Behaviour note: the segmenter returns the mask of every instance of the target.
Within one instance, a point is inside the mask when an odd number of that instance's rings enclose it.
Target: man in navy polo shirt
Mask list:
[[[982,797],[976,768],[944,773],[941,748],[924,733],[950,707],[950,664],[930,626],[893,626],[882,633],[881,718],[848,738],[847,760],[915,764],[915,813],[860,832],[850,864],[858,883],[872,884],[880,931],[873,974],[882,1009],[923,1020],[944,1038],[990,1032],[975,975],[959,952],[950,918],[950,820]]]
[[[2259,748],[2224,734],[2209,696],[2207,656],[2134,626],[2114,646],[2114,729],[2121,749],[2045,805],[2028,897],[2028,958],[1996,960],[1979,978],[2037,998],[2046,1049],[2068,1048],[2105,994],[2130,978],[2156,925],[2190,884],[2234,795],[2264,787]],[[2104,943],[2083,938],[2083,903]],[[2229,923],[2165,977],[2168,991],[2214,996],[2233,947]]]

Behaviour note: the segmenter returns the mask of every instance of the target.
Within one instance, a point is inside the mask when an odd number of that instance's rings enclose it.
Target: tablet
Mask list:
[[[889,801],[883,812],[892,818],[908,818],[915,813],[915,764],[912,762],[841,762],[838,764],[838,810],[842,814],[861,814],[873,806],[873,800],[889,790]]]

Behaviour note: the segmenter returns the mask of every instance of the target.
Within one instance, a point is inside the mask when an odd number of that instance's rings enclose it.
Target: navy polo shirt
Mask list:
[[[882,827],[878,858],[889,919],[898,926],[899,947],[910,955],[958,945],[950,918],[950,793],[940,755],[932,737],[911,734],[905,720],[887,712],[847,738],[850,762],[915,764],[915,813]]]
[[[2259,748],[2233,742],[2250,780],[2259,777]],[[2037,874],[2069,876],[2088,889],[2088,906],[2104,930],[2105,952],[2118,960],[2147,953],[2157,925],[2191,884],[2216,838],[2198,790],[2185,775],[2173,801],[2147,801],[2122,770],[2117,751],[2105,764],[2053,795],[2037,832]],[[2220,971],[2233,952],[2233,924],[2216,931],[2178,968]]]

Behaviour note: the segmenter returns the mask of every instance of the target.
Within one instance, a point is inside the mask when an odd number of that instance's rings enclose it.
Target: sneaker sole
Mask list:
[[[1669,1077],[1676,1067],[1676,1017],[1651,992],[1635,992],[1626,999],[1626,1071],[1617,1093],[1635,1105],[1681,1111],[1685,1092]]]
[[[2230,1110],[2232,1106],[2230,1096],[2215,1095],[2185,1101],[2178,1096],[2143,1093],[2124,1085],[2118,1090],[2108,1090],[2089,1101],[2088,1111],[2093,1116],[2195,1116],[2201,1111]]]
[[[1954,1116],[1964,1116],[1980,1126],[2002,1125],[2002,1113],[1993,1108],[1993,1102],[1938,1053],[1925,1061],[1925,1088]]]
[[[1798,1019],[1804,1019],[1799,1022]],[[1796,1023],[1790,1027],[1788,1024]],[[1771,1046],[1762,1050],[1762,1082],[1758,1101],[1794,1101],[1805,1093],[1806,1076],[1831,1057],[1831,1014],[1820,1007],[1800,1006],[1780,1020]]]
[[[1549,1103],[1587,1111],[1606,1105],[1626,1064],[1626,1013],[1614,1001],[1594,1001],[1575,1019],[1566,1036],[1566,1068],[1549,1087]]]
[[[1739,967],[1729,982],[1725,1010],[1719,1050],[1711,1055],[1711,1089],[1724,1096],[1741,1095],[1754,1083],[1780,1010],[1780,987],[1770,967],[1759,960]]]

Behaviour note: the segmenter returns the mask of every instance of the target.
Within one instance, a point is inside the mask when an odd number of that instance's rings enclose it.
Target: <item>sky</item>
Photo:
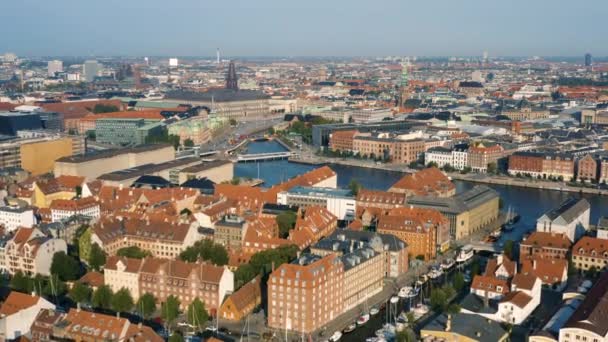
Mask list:
[[[608,0],[0,0],[22,56],[608,55]]]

> [What you have to do]:
Copy every record exactly; no pictures.

> [Reply]:
Behaviour note: the segmenter returns the mask of every instance of the target.
Within one instance, a point is inside the mask when an odd number of that instance's rings enclose it.
Target: man in navy polo shirt
Mask list:
[[[982,797],[976,768],[944,773],[941,748],[924,733],[950,707],[950,664],[930,626],[893,626],[882,633],[881,718],[848,738],[847,760],[915,764],[915,813],[860,832],[850,864],[858,883],[872,884],[880,931],[873,974],[882,1009],[923,1020],[944,1038],[990,1032],[975,975],[959,952],[950,918],[950,820]]]
[[[2259,748],[2224,734],[2209,696],[2207,656],[2134,626],[2114,646],[2114,729],[2121,749],[2045,805],[2028,897],[2028,958],[1996,960],[1979,978],[2037,998],[2046,1049],[2068,1048],[2105,994],[2130,978],[2156,925],[2190,884],[2234,795],[2264,787]],[[2104,943],[2083,938],[2083,903]],[[2229,923],[2165,977],[2168,991],[2214,996],[2233,947]]]

Behaviour note: the segmenter returns the mask of every instance of the target.
Within one instance, a point is inside the mask when an odd number of that instance's rings enclose it.
Target: tablet
Mask list:
[[[889,801],[883,812],[892,818],[908,818],[915,813],[915,764],[912,762],[841,762],[838,764],[838,810],[842,814],[861,814],[873,806],[873,800],[889,790]]]

Behaviour note: the segmenter returns the mask of every instance of the target.
Within one instance, a point is inside the mask when an odd number of that instance's rings enclose it.
Target: navy polo shirt
Mask list:
[[[882,827],[878,858],[889,919],[898,926],[899,947],[910,955],[958,945],[950,918],[950,793],[940,755],[932,737],[911,734],[905,720],[887,712],[847,738],[850,762],[915,764],[915,813]]]
[[[2259,748],[2233,742],[2250,780],[2259,777]],[[2037,874],[2069,876],[2088,889],[2088,906],[2104,930],[2105,952],[2118,960],[2147,953],[2157,925],[2191,884],[2216,838],[2198,790],[2185,775],[2173,801],[2147,801],[2122,770],[2117,751],[2105,764],[2053,795],[2037,832]],[[2220,971],[2233,952],[2233,924],[2216,931],[2178,968]]]

Behaviour note: the segmenter returns the mask of every instance of the target.
Within one instance, a point is inside the mask when an odd number of that instance's rings enclose it.
Target: sneaker sole
Mask list:
[[[1669,1077],[1676,1067],[1676,1017],[1651,992],[1635,992],[1626,999],[1626,1071],[1617,1093],[1635,1105],[1681,1111],[1685,1092]]]
[[[2230,1110],[2232,1106],[2230,1096],[2215,1095],[2185,1101],[2178,1096],[2143,1093],[2124,1085],[2118,1090],[2108,1090],[2089,1101],[2088,1111],[2093,1116],[2195,1116],[2201,1111]]]
[[[1954,1116],[1964,1116],[1980,1126],[2002,1125],[2002,1113],[1993,1108],[1993,1102],[1938,1053],[1925,1061],[1925,1088]]]
[[[1798,1019],[1804,1019],[1799,1022]],[[1796,1023],[1790,1027],[1788,1024]],[[1771,1046],[1762,1050],[1762,1082],[1758,1101],[1794,1101],[1805,1093],[1806,1076],[1831,1057],[1831,1014],[1820,1007],[1800,1006],[1780,1020]]]
[[[1549,1103],[1587,1111],[1606,1105],[1626,1064],[1626,1013],[1614,1001],[1594,1001],[1575,1019],[1566,1036],[1566,1068],[1549,1087]]]
[[[1739,967],[1729,982],[1725,1010],[1719,1050],[1711,1055],[1711,1089],[1724,1096],[1741,1095],[1754,1083],[1780,1010],[1780,987],[1770,967],[1759,960]]]

Behaviour note: the segmenter returns the mask of every instance of the target.
Within one instance, a point is inside the mask when an odd number of that instance's rings enclose it.
Target: <item>sky</item>
Photo:
Mask list:
[[[608,0],[0,0],[22,56],[608,55]]]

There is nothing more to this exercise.